→ **ASSIGNED TASK**
Filter the lines below, keeping each one that holds "mountain".

Point-per-instance localization data
══════════
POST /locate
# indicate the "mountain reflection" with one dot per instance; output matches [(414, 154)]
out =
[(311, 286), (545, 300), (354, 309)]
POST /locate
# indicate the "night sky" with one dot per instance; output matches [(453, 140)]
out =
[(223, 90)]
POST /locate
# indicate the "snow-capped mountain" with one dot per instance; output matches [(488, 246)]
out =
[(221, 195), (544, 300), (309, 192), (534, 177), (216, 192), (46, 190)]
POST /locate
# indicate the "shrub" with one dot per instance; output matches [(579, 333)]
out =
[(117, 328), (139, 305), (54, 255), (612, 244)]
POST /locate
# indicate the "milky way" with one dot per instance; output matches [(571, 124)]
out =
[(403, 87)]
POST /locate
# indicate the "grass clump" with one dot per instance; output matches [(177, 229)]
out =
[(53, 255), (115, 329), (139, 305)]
══════════
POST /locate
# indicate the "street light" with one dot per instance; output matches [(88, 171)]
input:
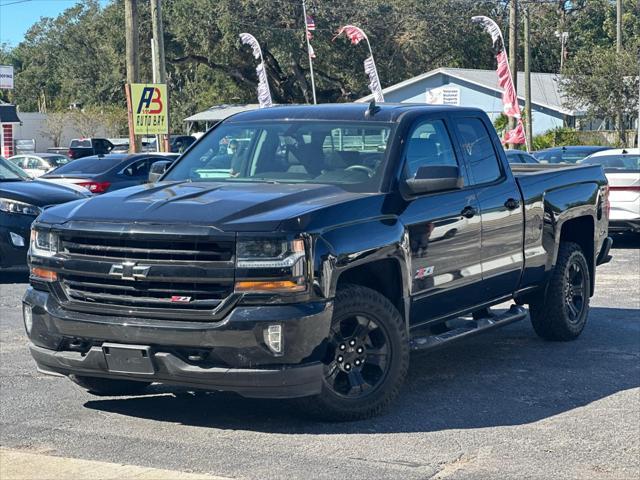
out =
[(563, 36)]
══════════
→ **TASK RESPONSE**
# indicate the "mountain reflection" with one dot per instance; output matches [(414, 154)]
# indicate the "snow-capped mountain" with one dot per instance; output matches [(488, 246)]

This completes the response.